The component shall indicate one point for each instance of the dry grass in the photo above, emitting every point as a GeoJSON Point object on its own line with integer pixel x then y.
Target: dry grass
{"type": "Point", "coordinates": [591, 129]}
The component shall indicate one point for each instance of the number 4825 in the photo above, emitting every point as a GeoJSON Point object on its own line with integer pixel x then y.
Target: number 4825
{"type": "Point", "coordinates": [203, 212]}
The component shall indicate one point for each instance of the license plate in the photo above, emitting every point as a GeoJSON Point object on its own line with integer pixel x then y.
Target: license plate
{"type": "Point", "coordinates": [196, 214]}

==*==

STATED TASK: Rescale the material above by reproducing every line, requests included, with each coordinate in the answers multiplied by 2.3 and rounded to the nearest whole number, halves rounding up.

SOLVED PROBLEM:
The component shall indicate one point for each instance of the dry grass in the photo above, emitting every point as a GeoJSON Point object on its own line with integer pixel x then y.
Target: dry grass
{"type": "Point", "coordinates": [1359, 297]}
The component shall indicate one point for each instance of the number 4825 in the photo above, emitting every point as a GeoJSON Point object on its own line with integer pixel x then y.
Target: number 4825
{"type": "Point", "coordinates": [467, 488]}
The component shall indicate one point for each instance of the license plate in the photo above, emitting every point as a GeoJSON Point object on its own line with integer pixel x then y.
Target: license plate
{"type": "Point", "coordinates": [451, 492]}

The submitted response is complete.